◆ **TASK DETAILS**: Exactly reproduce the entries, dropping any pictures from your copy.

Image location labeling entries

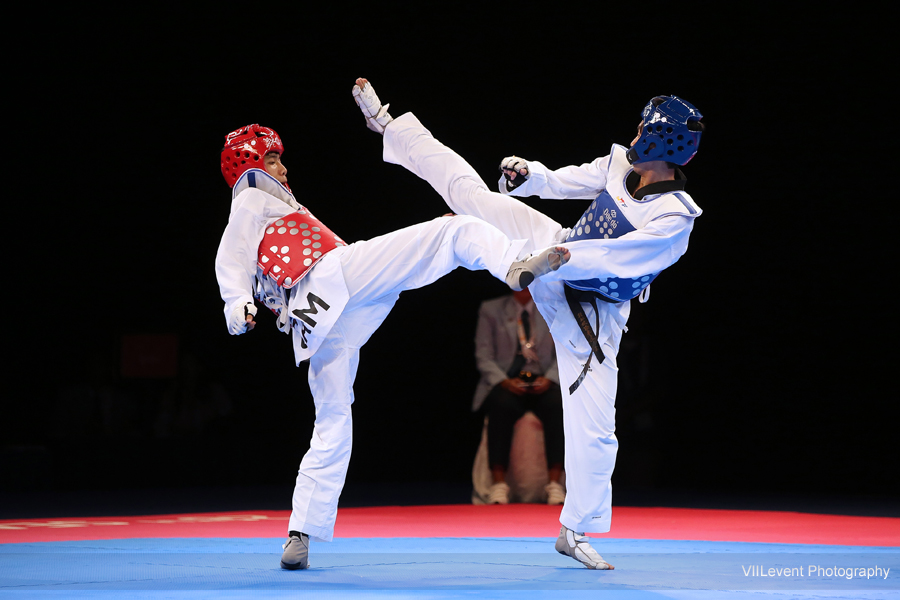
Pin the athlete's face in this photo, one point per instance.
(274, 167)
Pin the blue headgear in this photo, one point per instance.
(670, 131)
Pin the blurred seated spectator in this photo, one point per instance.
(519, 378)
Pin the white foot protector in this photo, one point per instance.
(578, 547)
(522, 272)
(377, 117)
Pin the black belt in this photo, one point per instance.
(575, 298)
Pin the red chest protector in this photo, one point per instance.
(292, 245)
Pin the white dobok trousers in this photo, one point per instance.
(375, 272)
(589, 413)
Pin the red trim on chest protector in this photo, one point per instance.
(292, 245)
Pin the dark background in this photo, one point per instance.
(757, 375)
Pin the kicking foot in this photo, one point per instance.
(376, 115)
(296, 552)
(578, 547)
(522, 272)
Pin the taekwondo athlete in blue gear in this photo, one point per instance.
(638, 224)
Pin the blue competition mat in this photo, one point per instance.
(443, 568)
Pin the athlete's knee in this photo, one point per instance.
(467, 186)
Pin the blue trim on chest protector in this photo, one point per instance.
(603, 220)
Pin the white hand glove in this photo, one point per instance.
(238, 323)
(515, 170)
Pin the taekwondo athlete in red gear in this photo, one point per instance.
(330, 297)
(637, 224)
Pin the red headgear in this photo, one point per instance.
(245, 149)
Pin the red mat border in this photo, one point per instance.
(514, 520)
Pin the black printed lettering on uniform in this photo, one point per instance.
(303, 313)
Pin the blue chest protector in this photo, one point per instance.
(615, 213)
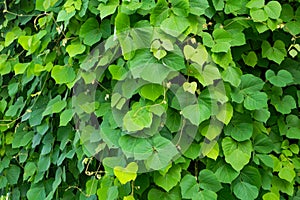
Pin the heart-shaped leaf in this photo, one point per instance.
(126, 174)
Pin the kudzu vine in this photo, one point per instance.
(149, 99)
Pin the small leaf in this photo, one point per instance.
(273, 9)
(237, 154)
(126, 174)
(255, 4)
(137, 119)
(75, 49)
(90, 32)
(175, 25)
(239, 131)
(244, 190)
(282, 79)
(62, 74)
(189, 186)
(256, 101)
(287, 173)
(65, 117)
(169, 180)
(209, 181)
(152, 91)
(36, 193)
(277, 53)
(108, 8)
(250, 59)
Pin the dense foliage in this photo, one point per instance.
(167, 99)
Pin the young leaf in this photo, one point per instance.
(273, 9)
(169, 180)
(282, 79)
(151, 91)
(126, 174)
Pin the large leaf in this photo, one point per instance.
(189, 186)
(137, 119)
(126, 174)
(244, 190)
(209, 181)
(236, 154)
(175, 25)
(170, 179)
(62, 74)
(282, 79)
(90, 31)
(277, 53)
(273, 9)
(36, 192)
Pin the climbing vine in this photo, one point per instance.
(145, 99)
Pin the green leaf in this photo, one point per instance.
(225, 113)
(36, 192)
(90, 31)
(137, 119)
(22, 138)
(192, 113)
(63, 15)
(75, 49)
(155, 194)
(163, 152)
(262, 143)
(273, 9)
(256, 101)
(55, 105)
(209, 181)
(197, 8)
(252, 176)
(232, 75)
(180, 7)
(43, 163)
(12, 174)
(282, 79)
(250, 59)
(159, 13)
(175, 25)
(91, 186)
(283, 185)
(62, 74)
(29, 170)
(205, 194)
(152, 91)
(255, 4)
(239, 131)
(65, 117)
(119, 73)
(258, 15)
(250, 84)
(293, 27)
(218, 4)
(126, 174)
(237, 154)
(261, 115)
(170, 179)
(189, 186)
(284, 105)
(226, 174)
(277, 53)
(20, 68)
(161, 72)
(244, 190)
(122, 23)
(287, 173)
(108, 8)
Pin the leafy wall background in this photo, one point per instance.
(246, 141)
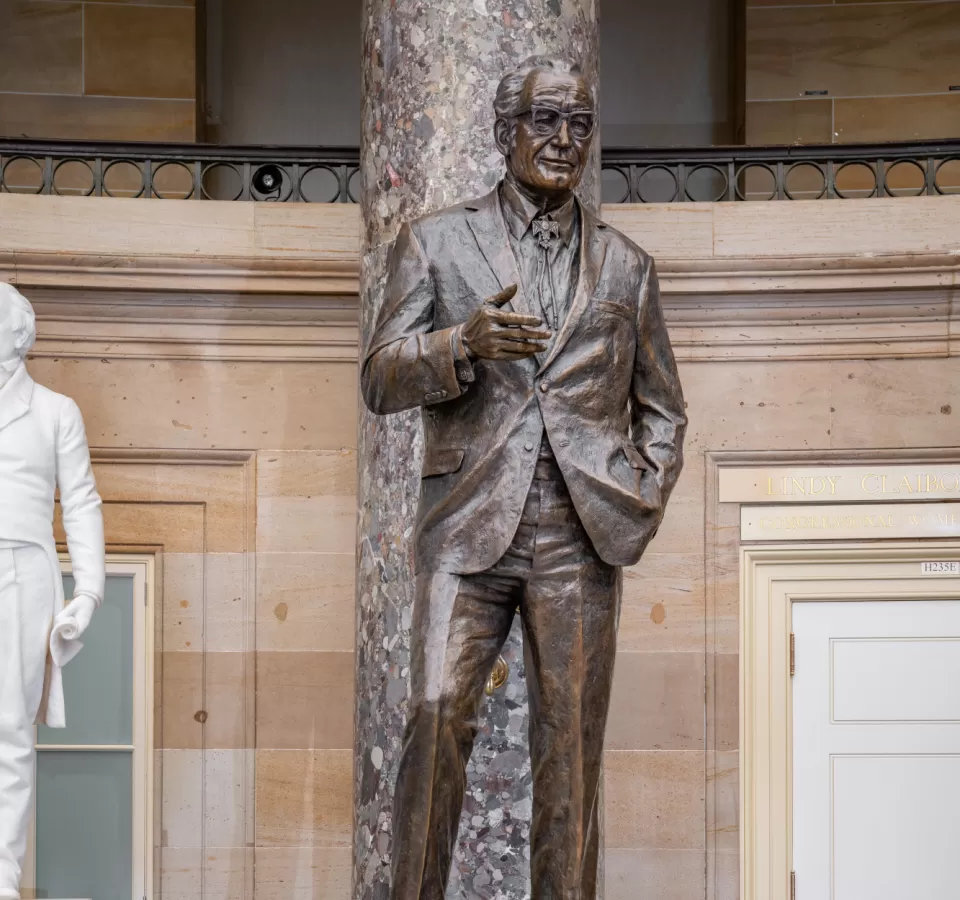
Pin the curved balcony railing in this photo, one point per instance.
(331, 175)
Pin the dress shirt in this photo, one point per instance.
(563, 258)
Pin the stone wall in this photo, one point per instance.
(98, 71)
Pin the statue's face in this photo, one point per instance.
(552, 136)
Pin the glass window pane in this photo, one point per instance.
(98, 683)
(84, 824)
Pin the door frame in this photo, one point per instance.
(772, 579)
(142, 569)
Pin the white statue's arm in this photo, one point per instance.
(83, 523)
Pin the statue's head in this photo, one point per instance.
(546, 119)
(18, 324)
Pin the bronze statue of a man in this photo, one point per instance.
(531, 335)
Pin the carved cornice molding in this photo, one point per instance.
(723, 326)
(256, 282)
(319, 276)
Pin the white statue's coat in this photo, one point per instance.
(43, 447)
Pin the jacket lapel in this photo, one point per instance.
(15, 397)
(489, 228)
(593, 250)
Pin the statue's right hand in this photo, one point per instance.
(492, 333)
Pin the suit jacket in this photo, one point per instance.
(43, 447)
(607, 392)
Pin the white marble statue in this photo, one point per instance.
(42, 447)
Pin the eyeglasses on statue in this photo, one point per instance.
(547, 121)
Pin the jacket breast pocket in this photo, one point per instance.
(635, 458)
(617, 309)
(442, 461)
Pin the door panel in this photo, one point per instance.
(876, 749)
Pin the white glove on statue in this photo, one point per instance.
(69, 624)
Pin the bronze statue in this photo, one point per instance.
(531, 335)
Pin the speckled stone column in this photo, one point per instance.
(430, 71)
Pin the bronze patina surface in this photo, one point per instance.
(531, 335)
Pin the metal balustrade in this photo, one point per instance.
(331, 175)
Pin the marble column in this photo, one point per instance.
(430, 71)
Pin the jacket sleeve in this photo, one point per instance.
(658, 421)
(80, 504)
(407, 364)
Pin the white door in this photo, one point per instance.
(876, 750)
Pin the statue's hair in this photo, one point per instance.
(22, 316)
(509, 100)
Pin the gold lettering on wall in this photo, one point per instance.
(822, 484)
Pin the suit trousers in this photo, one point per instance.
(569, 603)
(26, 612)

◆ **RESULT BELOW**:
Pin the athlete's face in this photo, one point per instance.
(274, 167)
Pin the blue headgear in this photo, one point per instance.
(670, 131)
Pin the blurred seated spectator in this photo, one point per instance.
(519, 378)
Pin the white foot protector in this photo, one point per instance.
(578, 547)
(522, 272)
(377, 117)
Pin the black belt in this photo, one point per instance.
(575, 298)
Pin the red chest protector in this photo, one point per instance.
(292, 245)
Pin the white dobok trousers in this photo, one point per instance.
(375, 272)
(589, 413)
Pin the red trim on chest protector in this photo, one point per instance.
(292, 245)
Pin the dark background in this photo, one point per instance.
(757, 375)
Pin the kicking foot in this photo, one point per instance.
(376, 115)
(296, 552)
(578, 547)
(522, 272)
Pin the taekwondo athlete in blue gear in this photo, one point per instance.
(638, 224)
Pin the blue competition mat in this photo, one point per instance.
(443, 568)
Pin the athlete's knee in this photo, one point per instance.
(467, 186)
Pin the blue trim on chest protector in this photo, one point per instance.
(603, 220)
Pin the white hand glove in this photo, one point per instance.
(238, 323)
(515, 170)
Pin the taekwondo athlete in red gear in this photo, one point per instance.
(330, 297)
(637, 224)
Pin the red headgear in this photo, one point per instance.
(245, 149)
Pin the red mat border in this photo, one point per instance.
(514, 520)
Pin the black printed lettering on uniform in this photo, one point per instance.
(303, 313)
Pin the blue chest protector in this photo, one point per instance.
(615, 213)
Pin the heart-shaped leaf in this photo, one point per instance.
(126, 174)
Pin the kudzu vine in this photo, one point per instance.
(149, 99)
Pin the small leaf in this photo, one point per instance.
(273, 9)
(237, 154)
(126, 174)
(255, 4)
(137, 119)
(75, 49)
(90, 32)
(175, 25)
(239, 131)
(244, 190)
(282, 79)
(62, 74)
(189, 186)
(256, 101)
(287, 173)
(65, 117)
(169, 180)
(209, 181)
(152, 91)
(36, 193)
(277, 53)
(108, 8)
(250, 59)
Pin the dense foliage in this photo, one point per instance.
(167, 99)
Pin the young leaf in this photo, one point per instance.
(273, 9)
(169, 180)
(282, 79)
(151, 91)
(126, 174)
Pin the large leaf in this photo, one point per instance.
(189, 186)
(137, 119)
(126, 174)
(244, 190)
(209, 181)
(236, 154)
(175, 25)
(170, 179)
(62, 74)
(282, 79)
(90, 31)
(277, 53)
(273, 9)
(36, 192)
Pin the climbing vine in this photo, one point per instance.
(145, 99)
Pin the green leaf in this photo, one point per instance.
(225, 113)
(36, 192)
(90, 31)
(137, 119)
(22, 138)
(192, 113)
(63, 15)
(75, 49)
(155, 194)
(163, 152)
(262, 143)
(273, 9)
(256, 101)
(55, 105)
(209, 181)
(197, 8)
(252, 176)
(232, 75)
(180, 7)
(43, 163)
(12, 174)
(282, 79)
(250, 59)
(159, 13)
(175, 25)
(91, 186)
(283, 185)
(62, 74)
(29, 170)
(205, 194)
(152, 91)
(255, 4)
(239, 131)
(65, 117)
(119, 73)
(258, 15)
(250, 84)
(293, 27)
(218, 4)
(126, 174)
(237, 154)
(261, 115)
(170, 179)
(189, 186)
(284, 105)
(226, 174)
(277, 53)
(20, 68)
(161, 72)
(244, 190)
(122, 23)
(287, 173)
(108, 8)
Pin the leafy wall background in this photo, one point per instance.
(246, 141)
Pin the curved balcony railing in this photo, one point per instance.
(331, 175)
Pin the dress shirt in this photo, one point per instance.
(563, 258)
Pin the stone wall in this photo, one point per instance.
(98, 71)
Pin the statue's face in this photo, one point per instance.
(552, 136)
Pin the glass window pane in this photo, one point per instance.
(98, 683)
(84, 824)
Pin the door frame in this photo, one point per instance.
(772, 579)
(142, 569)
Pin the white statue's arm in this photo, one point per instance.
(83, 523)
Pin the statue's head in this photo, one point per instance.
(546, 119)
(18, 324)
Pin the bronze statue of a man in this photo, one point per instance.
(531, 335)
Pin the carved cornice molding in this photo, one point per instance.
(723, 326)
(256, 282)
(319, 276)
Pin the white statue's coat in this photo, one point per instance.
(43, 447)
Pin the jacket lapel in this photo, one point per instance.
(15, 397)
(489, 228)
(593, 250)
Pin the statue's right hand in this photo, one point per instance.
(492, 333)
Pin the suit jacket in this photo, one point per instance.
(43, 447)
(607, 392)
Pin the white marble statue in this photo, one point per instance.
(42, 447)
Pin the eyeglasses on statue in this photo, one point per instance.
(547, 121)
Pin the jacket breast pocket in this photo, one point per instance.
(635, 458)
(617, 309)
(442, 461)
Pin the door panel in this photo, one point per instance.
(876, 749)
Pin the white glove on statue in this photo, one point per instance.
(69, 624)
Pin the bronze statue in this photo, one point per instance.
(531, 335)
Pin the speckled stone column in this photo, one point per instance.
(430, 71)
Pin the bronze patina surface in this photo, one point per instance.
(531, 335)
Pin the metal balustrade in this photo, one point per instance.
(331, 175)
Pin the marble column in this photo, one point per instance.
(430, 71)
Pin the jacket sleeve in this photo, one point per instance.
(658, 421)
(80, 504)
(407, 364)
Pin the white door in this photo, one point per instance.
(876, 750)
Pin the statue's hair in this photo, one point per instance.
(22, 316)
(509, 100)
Pin the gold lettering on wall in this photo, one point per instance.
(822, 484)
Pin the suit trousers in this photo, one point per instance.
(569, 603)
(26, 612)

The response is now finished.